** BEGIN **

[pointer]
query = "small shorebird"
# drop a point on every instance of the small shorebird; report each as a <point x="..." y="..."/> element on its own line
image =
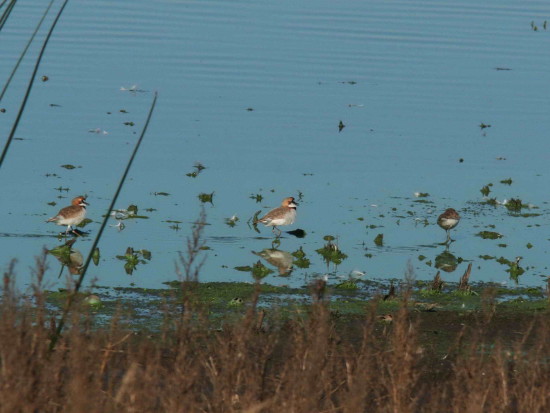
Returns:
<point x="71" y="215"/>
<point x="283" y="215"/>
<point x="448" y="220"/>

** END **

**PROBLEM REQUIREMENTS**
Quote the lines above word for word, but leave the picture out of your answer.

**SOLUTION TO THE EXERCISE**
[pointer]
query = "small shorebird"
# drop a point on every instance of the small shorebird; report each as a <point x="..." y="..."/> element on its own line
image =
Returns:
<point x="71" y="215"/>
<point x="283" y="215"/>
<point x="448" y="220"/>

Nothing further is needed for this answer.